*** Opening Supplied text ***

Written by Queensrÿche guitarist Chris DeGarmo (who left the band in 1998), this is a song that deals with a person having a lucid dream. A lucid dream happens when you are aware that you are dreaming, and can control parts of it. DeGarmo got the idea from a book called Creative Dreaming, which explains how to tap into your subconscious mind and make like Leonardo DiCaprio in Inception. DeGarmo told Metal Edge in 1990: "Dreams tend to recur. Very often you have the same images, and it's being used in therapy, to confront the image in your dream. In a lifetime the average person spends about 4 ½ years in a vivid hallucination of the subconscious. You're doing things like flying, walking through walls - it's so intense. People can experience incredible physical sensations during dreaming."
In our interview with Queensrÿche's lead singer Geoff Tate, he said: "I love that song. I think it's a beautiful, beautiful piece. And although I didn't write it, I had a lot to do with shaping the destiny of that track through my melodic contributions and the way I sang it, and also in the mixing of the song and that kind of thing.
It had a strange beginning. It started out as simply just acoustic guitar and voice. And it wasn't until we were almost finished with the record, just in the last week of working on the record, that we added all the other instrumentation to it.
In fact, our producer (Peter Collins) didn't really want to put it on the record because he didn't think it was that well-developed as an idea. He was actually putting his foot down at one point saying, "No, I think you should come up with another song. You only have so many songs for the record, I don't think you should put that on the record." I think it's a good idea that he said that because it inspired Chris DeGarmo and I to really buckle down and finish the song and actually make it into what it is."

*** Closing Supplied text ***
*** Opening Data shown ***

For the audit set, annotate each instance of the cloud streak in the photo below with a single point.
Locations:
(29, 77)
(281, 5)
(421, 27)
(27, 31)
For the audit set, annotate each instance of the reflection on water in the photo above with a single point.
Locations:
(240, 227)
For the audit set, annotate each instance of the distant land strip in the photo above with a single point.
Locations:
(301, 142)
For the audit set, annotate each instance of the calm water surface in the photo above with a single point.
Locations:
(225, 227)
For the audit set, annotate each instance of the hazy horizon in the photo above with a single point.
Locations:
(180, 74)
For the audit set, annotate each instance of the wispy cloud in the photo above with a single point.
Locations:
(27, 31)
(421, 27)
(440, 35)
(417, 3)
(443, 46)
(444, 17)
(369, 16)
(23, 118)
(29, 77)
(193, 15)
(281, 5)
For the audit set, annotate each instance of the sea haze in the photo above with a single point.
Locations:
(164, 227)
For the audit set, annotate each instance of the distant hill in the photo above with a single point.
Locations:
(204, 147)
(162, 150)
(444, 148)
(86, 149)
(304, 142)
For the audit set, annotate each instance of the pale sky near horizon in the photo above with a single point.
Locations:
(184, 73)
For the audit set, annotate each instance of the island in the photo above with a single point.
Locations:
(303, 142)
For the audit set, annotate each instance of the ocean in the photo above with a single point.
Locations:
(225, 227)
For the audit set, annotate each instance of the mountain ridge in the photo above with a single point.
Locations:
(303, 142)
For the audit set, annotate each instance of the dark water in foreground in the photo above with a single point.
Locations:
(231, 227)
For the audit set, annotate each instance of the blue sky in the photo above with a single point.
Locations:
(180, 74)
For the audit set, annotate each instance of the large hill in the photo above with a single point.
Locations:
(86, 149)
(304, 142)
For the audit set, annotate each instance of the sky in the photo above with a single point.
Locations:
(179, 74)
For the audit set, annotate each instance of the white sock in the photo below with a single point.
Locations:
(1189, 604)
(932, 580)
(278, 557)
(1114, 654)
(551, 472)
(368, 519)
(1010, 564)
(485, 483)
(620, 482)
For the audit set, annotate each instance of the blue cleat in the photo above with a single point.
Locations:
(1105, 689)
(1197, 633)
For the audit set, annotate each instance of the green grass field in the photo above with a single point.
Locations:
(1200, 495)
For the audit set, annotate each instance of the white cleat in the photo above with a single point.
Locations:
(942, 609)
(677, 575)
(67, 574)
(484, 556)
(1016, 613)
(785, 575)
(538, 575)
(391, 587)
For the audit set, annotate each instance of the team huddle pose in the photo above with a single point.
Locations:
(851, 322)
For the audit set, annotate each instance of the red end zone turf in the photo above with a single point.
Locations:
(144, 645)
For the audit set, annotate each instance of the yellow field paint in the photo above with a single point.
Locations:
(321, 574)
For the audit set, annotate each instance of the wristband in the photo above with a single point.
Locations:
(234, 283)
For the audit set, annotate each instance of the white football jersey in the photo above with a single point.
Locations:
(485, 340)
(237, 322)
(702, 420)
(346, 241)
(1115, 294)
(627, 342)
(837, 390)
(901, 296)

*** Closing Data shown ***

> Task prompt:
Resume the piece on the Queensrÿche song about lucid dreaming, starting after its final sentence.

> Response to the task:
A piece of classical music is incorporated into this song: Brahm's "Lullaby" can be heard starting at 5:26, played by a cello.
Queensrÿche has had a long and illustrious career, but this is their only song to crack the Hot 100 in America. They fared better on the UK charts, where they placed six songs in the Top-40.
Zephyr from Olympia, WaI wasn't surprised to learn that Chris got the idea for this song from Reading "Creative Dreaming" (by Patricia Garfield). I read that book years ago and found it very informative on the subject of how to remember dreams and lucid dreams. I started having lucid dreams shortly after reading that book. Lucid dreams are wonderful experiences because you are "awake in the dream." In this beautiful song I see it take this a step farther....the guide or guardian is asking their charge to be awake in the dream of life. Not literal dreams but Life itself. To become more fully conscious. And from that state to create the reality around them without doubt or fear. Such a truly noble goal in life but one that is rarely chosen. I cry every time I hear this song because it touches a deep longing within me to reach beyond this blind and ignorant human condition. There is a place is me that knows there is so much more we are capable of if only we can break the bonds of fear and limiting beliefs.
William from Rigby, IdHaving been a musician since being a teenager, I was fortunate enough to have mingled with a few well known musicians. This song touched many people in many ways. I never met anyone that had a negative thing to say about this song. My own end is nearing and I am planning my own services for that day. This is the song that I want played. The lyrics will be passed out to anyone that attends. This, for me, speaks of my thoughts and my reflections on how my own time went. Churches in most places won't play contemporary music in any service. I plan an outdoor service. Thank you to all that played a part in producing this wonderful piece of music. You touched many souls and will to continue to because this piece will be enjoyed by many generations of people. Love and peace to all. One last thing in my departure. Stop looking backward, it's non productive.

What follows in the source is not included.